> Required work
Print out the records precisely, keeping each line identical to its source.

Recorded data
● ● ● ●
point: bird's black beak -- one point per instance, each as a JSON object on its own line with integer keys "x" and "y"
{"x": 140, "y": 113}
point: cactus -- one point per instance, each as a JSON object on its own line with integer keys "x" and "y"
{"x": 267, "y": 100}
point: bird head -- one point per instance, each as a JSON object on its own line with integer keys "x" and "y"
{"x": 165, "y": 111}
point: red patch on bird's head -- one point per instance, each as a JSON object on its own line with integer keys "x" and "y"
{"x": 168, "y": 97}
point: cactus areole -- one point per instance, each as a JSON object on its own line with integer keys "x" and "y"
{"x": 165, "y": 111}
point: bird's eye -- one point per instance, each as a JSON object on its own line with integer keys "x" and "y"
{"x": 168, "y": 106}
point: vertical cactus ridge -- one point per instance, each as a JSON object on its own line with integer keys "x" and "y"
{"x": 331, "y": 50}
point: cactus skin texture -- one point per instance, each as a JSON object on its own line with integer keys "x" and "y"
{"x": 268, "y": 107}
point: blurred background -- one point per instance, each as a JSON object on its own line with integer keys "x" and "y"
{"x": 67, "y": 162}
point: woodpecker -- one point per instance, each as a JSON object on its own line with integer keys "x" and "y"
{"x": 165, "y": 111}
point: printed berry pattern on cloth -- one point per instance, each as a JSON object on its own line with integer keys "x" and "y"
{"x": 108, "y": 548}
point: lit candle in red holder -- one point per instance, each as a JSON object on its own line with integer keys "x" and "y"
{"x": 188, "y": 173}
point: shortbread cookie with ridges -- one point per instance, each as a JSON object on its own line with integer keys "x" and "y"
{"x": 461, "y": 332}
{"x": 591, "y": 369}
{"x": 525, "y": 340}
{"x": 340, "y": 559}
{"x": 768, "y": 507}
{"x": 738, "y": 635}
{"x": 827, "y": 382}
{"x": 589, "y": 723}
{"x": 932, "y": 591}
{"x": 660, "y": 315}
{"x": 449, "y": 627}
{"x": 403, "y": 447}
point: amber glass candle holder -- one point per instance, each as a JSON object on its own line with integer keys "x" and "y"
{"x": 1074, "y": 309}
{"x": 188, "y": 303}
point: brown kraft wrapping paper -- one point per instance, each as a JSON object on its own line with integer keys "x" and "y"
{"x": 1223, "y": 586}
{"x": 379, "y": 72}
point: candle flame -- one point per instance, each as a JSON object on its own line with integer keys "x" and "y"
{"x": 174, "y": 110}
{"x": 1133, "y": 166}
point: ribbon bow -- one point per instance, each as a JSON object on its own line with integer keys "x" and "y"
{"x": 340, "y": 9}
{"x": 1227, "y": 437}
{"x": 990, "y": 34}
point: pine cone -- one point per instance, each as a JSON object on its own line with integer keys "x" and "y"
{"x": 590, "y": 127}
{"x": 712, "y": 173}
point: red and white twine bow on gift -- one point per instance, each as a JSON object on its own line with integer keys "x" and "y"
● ● ● ●
> Written solution
point: bird's black beak -- one point per instance, each as a JSON object on its own line with integer keys "x" and "y"
{"x": 140, "y": 113}
point: cactus -- one point per instance, each as a JSON object on its own line with integer keys "x" and "y"
{"x": 267, "y": 100}
point: bird head -- one point per instance, each as a JSON object on its own line with integer keys "x" and "y"
{"x": 165, "y": 111}
point: red patch on bird's head -- one point per instance, each as a JSON object on its own line with integer keys "x" and "y"
{"x": 168, "y": 97}
point: cactus areole -- one point per instance, each as a JSON object on its own line with integer keys "x" and "y"
{"x": 165, "y": 111}
point: bird's eye -- one point per instance, each as a JSON object on its own line with integer keys "x" and "y"
{"x": 168, "y": 106}
point: vertical cactus ridge -- one point per instance, each as a JSON object on its own line with integer keys "x" and "y"
{"x": 331, "y": 50}
point: cactus skin texture -- one point per instance, each as a JSON object on its own line with integer keys "x" and "y"
{"x": 268, "y": 107}
point: blurred background -- one point per instance, each as a JSON object on its own line with integer keys "x" and "y"
{"x": 67, "y": 162}
point: woodpecker -- one point per instance, each as a JSON object on its own line with integer keys "x" and "y"
{"x": 165, "y": 111}
point: printed berry pattern on cloth -- one point per instance, each as a JSON object on its own line with integer keys "x" and "y"
{"x": 108, "y": 548}
point: lit candle in red holder -- one point per instance, each as a JSON object on its own line with integer keys "x" and "y"
{"x": 188, "y": 173}
point: shortbread cookie with ridges -- one point per instance, each as a JSON object on its own line with integer keys "x" and "y"
{"x": 461, "y": 332}
{"x": 591, "y": 369}
{"x": 525, "y": 340}
{"x": 340, "y": 559}
{"x": 768, "y": 507}
{"x": 738, "y": 635}
{"x": 827, "y": 382}
{"x": 589, "y": 723}
{"x": 932, "y": 591}
{"x": 660, "y": 315}
{"x": 449, "y": 627}
{"x": 403, "y": 447}
point: amber glass candle holder -- one point per instance, each as a JSON object on its own line with integer keys "x" and "y"
{"x": 1074, "y": 309}
{"x": 188, "y": 303}
point: brown kraft wrapping paper -- one point per instance, each as a JSON object on its own line with integer keys "x" and "y"
{"x": 1223, "y": 586}
{"x": 379, "y": 72}
point: candle flame -- one point per instance, each as a JSON object on its own line with integer keys "x" and "y"
{"x": 174, "y": 110}
{"x": 1133, "y": 166}
point: ribbon bow -- one point per instance, each as a JSON object on its own line with integer keys "x" and "y"
{"x": 340, "y": 9}
{"x": 1227, "y": 437}
{"x": 990, "y": 34}
point: pine cone -- one point per instance, each as a JSON object on its own line with integer keys "x" and "y"
{"x": 590, "y": 127}
{"x": 712, "y": 173}
point: red and white twine bow on gift -- one point per instance, each as a JSON object on its own line with integer keys "x" and "y"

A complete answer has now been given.